** start DATA SUPPLIED **

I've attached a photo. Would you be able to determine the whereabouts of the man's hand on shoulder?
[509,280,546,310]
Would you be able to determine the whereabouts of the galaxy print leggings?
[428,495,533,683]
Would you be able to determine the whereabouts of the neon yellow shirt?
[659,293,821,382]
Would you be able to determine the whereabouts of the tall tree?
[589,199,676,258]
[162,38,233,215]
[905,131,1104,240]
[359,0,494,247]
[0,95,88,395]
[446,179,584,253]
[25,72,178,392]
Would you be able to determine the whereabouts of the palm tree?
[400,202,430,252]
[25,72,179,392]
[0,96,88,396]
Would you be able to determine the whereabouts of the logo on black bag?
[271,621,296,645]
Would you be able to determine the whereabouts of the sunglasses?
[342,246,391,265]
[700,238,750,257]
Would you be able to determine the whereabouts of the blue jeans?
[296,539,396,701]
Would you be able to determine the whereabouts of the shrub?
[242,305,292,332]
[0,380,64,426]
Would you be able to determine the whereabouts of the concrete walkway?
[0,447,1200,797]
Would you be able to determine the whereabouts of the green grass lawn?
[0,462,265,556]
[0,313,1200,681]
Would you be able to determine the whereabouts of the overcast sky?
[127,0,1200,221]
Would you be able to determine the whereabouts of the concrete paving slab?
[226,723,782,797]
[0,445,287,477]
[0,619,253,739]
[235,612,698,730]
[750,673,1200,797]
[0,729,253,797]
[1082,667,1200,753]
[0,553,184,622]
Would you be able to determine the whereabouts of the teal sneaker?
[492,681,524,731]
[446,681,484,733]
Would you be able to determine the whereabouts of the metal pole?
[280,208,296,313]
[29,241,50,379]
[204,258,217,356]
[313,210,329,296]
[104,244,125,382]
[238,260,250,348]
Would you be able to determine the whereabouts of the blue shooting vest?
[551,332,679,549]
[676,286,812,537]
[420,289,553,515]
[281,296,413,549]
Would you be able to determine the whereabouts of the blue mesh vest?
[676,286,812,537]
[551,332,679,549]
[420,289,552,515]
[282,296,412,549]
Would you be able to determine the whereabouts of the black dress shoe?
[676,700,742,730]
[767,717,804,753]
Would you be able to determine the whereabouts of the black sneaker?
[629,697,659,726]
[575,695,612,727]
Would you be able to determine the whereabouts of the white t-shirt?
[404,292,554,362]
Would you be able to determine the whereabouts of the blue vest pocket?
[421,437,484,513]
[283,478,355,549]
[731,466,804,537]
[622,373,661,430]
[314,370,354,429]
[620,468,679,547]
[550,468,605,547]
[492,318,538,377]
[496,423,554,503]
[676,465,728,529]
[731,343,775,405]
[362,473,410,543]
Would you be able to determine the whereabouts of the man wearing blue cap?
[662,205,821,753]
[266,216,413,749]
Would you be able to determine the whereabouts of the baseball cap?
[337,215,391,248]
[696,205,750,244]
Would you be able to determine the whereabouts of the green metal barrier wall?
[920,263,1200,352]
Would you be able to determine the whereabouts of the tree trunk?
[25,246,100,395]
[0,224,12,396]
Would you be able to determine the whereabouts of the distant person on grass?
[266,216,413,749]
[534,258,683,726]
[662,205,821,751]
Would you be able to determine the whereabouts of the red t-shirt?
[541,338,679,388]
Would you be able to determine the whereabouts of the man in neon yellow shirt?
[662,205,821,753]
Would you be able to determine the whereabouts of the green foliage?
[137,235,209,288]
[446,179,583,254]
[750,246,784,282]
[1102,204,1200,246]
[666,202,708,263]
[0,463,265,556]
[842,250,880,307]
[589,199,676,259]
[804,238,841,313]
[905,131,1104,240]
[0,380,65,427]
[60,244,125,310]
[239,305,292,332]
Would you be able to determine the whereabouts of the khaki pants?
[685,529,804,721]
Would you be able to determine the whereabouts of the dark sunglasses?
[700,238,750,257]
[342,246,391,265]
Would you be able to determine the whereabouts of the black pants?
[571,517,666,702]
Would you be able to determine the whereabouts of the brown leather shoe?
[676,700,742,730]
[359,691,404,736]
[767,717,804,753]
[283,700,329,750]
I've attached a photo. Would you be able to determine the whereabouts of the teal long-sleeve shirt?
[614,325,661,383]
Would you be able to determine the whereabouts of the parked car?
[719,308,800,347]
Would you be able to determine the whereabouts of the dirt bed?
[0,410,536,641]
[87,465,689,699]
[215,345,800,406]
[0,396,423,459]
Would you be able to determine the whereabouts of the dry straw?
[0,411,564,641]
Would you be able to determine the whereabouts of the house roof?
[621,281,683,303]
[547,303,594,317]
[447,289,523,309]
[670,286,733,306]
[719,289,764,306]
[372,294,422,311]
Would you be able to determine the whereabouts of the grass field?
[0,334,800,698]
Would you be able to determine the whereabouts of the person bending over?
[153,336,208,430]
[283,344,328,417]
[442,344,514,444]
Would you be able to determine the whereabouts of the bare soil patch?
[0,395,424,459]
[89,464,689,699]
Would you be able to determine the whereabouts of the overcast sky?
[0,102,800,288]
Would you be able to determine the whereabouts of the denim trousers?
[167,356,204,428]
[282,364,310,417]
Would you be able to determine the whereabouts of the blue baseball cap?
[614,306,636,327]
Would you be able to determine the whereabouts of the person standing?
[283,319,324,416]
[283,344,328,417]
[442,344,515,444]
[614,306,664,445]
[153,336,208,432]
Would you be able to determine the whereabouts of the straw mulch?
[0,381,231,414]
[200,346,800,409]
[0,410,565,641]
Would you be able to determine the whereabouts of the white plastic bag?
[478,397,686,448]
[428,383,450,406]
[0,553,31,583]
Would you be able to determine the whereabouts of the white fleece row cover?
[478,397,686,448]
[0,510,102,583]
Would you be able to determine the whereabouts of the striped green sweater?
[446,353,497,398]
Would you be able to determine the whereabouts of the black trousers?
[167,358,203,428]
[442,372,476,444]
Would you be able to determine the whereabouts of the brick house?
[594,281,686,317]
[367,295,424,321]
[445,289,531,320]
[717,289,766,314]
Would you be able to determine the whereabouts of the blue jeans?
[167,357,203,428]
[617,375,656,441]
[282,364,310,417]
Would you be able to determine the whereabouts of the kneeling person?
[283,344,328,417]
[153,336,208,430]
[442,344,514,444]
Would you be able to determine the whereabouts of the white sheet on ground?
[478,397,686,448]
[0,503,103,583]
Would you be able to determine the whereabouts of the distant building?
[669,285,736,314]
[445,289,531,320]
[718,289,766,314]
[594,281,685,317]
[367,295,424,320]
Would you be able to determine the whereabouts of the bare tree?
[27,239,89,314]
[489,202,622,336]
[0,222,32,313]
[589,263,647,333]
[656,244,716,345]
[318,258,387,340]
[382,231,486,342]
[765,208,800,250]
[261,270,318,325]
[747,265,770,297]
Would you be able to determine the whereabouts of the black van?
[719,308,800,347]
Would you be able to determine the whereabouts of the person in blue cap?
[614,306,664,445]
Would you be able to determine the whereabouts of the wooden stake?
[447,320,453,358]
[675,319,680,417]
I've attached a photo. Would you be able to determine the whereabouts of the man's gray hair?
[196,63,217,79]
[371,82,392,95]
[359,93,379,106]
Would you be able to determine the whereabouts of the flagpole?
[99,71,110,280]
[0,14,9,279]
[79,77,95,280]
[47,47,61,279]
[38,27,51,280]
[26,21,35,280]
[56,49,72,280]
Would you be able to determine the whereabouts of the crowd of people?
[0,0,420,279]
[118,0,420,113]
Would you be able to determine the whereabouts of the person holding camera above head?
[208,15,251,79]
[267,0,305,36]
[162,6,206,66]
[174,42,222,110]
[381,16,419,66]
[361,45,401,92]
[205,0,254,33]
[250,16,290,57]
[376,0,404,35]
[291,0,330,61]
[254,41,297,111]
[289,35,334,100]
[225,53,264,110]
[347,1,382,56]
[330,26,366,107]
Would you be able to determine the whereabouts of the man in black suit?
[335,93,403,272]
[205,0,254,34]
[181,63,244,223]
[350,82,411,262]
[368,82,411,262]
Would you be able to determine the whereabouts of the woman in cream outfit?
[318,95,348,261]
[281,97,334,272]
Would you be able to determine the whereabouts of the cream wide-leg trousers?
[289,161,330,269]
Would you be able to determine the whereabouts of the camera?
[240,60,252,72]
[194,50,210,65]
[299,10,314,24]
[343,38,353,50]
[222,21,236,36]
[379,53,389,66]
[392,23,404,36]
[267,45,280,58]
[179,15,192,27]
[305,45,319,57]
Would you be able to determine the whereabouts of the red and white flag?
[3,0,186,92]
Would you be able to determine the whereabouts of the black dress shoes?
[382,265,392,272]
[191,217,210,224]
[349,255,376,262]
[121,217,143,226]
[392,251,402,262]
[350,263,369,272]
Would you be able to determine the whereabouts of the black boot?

** end DATA SUPPLIED **

— DESCRIPTION OF THE TASK —
List each line of the listing above that includes the word "yellow".

— RESULT FOR THIS TASK —
Would you be able to determine the whereabouts of the neon yellow shirt?
Would you be able to determine the whereabouts of the man in neon yellow shirt?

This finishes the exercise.